[Übungsaufgaben]
**a.** Schreiben Sie aus dem vorliegenden Text den Abschnitt wortgetreu ab, der mit den Worten "Beschwerde gegen den" einsetzt, und enden Sie nach "unangefochten in Rechtskraft.".
**b.** Nennen Sie alle Personen, die der vorliegende Text unter „Besetzung“ aufführt, jeweils mit ihrer Funktion.

[Vorliegender Text]
◆ ◆ ◆

Urteil vom 18. August 2014  
 
II. sozialrechtliche Abteilung  
 
Besetzung 
Bundesrichter Kernen, Präsident, 
Bundesrichterin Glanzmann, Bundesrichter Parrino, 
Gerichtsschreiberin Keel Baumann. 
 
Verfahrensbeteiligte 
A.________, vertreten durch 
Fürsprecherin Cordula E. Niklaus, 
Beschwerdeführerin, 
 
gegen  
 
IV-Stelle Schwyz, Rubiswilstrasse 8, 6438 Ibach,  
Beschwerdegegnerin. 
 
Gegenstand 
Invalidenversicherung, 
 
Beschwerde gegen den Entscheid des Verwaltungsgerichts des Kantons Schwyz vom 9. April 2014. 
 
 
Sachverhalt:  
 
A.   
Die 1968 geborene A.________, verheiratet und Mutter zweier Kinder (geb. 1985 und 1991), arbeitete bis 17. Dezember 2007 (letzter Arbeitstag) als Raumpflegerin. Im Juni 2008 meldete sie sich bei der Invalidenversicherung zum Leistungsbezug an. Mit Verfügung vom 25. Mai 2010 verneinte die IV-Stelle Schwyz einen Leistungsanspruch mangels Invalidität. Die von der Versicherten dagegen erhobene Beschwerde wies das Verwaltungsgericht des Kantons Schwyz mit Entscheid vom 25. Oktober 2010 ab; dieser erwuchs unangefochten in Rechtskraft. 
 
Im Januar 2012 liess A.________ eine Verschlechterung des Gesundheitszustandes geltend machen und erneut Leistungen beantragen. Vorbescheidsweise stellte die IV-Stelle in Aussicht, auf das Begehren nicht einzutreten, weil eine wesentliche Veränderung der tatsächlichen Verhältnisse seit der letzten Prüfung des Leistungsanspruches nicht hinreichend dargelegt worden sei. Auf die von der Versicherten unter Beilage medizinischer Unterlagen erhobenen Einwände hin veranlasste die IV-Stelle eine bidisziplinäre Begutachtung durch das Center B.________ (Gutachten vom 23. Oktober 2012). Am 11. Juli 2013 liess die IV-Stelle eine Haushaltabklärung vornehmen. Nach erneuter Durchführung des Vorbescheidverfahrens verneinte sie einen Rentenanspruch gestützt auf einen ermittelten Invaliditätsgrad von 32 % (Verfügung vom 31. Oktober 2013). 
 
B.   
Die von A.________ mit dem Antrag auf Zusprechung einer Dreiviertelsrente (eventualiter einer Viertelsrente) ab Juli 2012 erhobene Beschwerde wies das Verwaltungsgericht des Kantons Schwyz mit Entscheid vom 9. April 2014 ab.

◆ ◆ ◆

[Datenauszug]
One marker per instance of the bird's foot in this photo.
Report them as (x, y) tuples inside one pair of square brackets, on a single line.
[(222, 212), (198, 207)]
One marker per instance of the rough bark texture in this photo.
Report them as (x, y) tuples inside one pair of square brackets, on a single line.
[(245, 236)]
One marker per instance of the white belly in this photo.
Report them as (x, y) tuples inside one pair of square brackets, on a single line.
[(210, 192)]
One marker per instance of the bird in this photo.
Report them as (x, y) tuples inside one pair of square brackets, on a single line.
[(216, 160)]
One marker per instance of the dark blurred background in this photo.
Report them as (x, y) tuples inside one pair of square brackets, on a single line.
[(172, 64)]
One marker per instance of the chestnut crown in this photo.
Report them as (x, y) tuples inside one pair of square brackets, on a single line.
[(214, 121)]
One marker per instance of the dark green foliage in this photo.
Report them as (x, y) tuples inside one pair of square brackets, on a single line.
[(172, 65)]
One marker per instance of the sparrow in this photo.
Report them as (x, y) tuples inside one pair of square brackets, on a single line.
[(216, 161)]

◆ ◆ ◆

[Lösungen]
**a.**
Beschwerde gegen den Entscheid des Verwaltungsgerichts des Kantons Schwyz vom 9. April 2014. 
 
 
Sachverhalt:  
 
A.   
Die 1968 geborene A.________, verheiratet und Mutter zweier Kinder (geb. 1985 und 1991), arbeitete bis 17. Dezember 2007 (letzter Arbeitstag) als Raumpflegerin. Im Juni 2008 meldete sie sich bei der Invalidenversicherung zum Leistungsbezug an. Mit Verfügung vom 25. Mai 2010 verneinte die IV-Stelle Schwyz einen Leistungsanspruch mangels Invalidität. Die von der Versicherten dagegen erhobene Beschwerde wies das Verwaltungsgericht des Kantons Schwyz mit Entscheid vom 25. Oktober 2010 ab; dieser erwuchs unangefochten in Rechtskraft.

**b.**
- Bundesrichter Kernen, Präsident
- Bundesrichterin Glanzmann
- Bundesrichter Parrino
- Gerichtsschreiberin Keel Baumann